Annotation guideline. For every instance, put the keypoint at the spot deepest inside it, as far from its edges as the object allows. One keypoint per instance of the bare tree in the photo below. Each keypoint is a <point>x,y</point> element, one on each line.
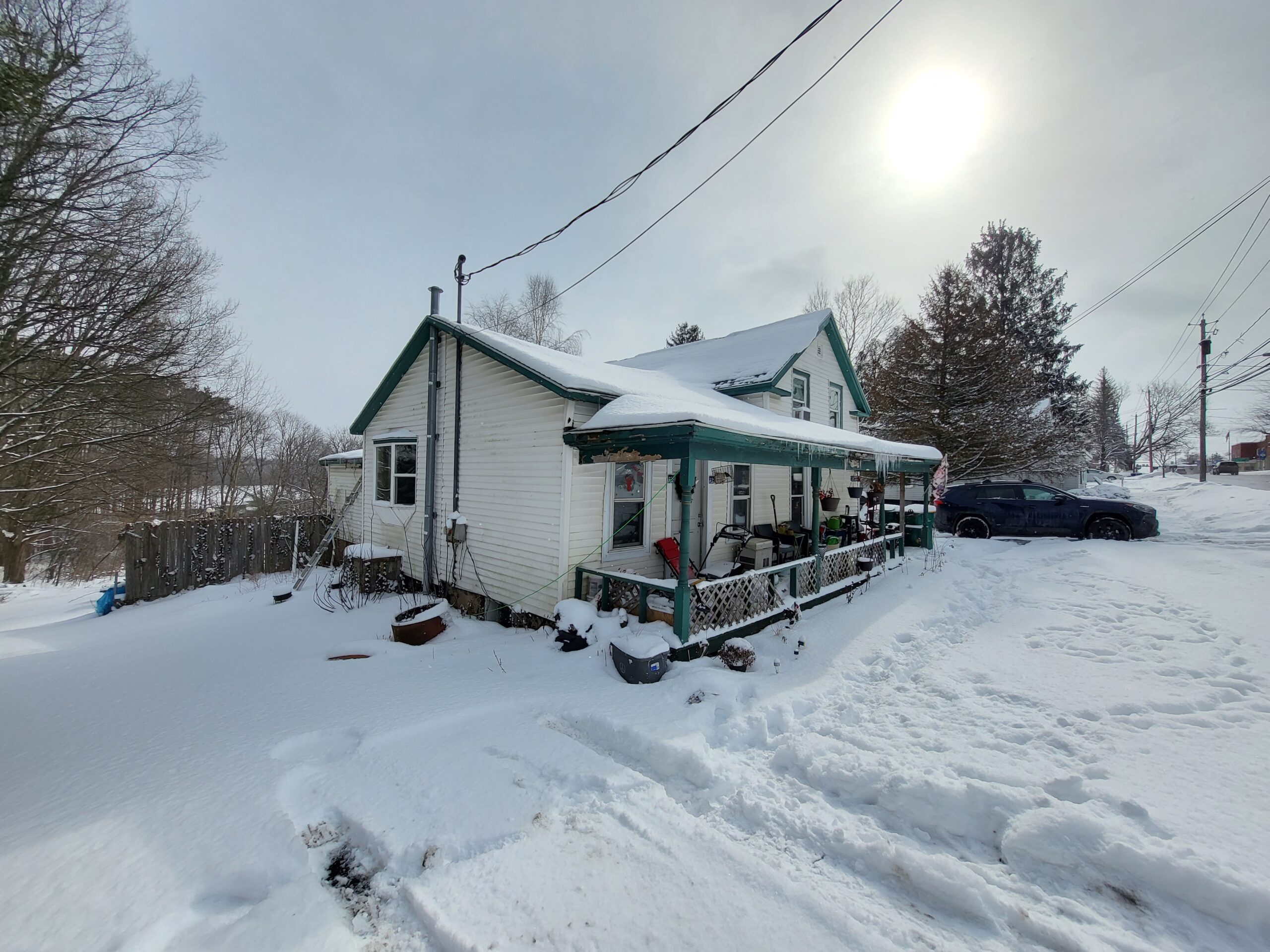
<point>539,316</point>
<point>107,324</point>
<point>864,314</point>
<point>1108,440</point>
<point>1259,414</point>
<point>1173,420</point>
<point>497,314</point>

======

• _TASK DIRECTIONS_
Repeat all the material above exactly, apart from the pictures.

• _WRITTEN RESPONSE_
Annotation guideline. For every instance, put the keypoint at the spot deepest inside it, as far from its edges as the object allows. One keypoint per instance of the bare tree in the photo below. Each keypoint is a <point>x,y</point> element, one on each line.
<point>539,316</point>
<point>107,324</point>
<point>864,314</point>
<point>1108,440</point>
<point>1259,414</point>
<point>1173,420</point>
<point>497,314</point>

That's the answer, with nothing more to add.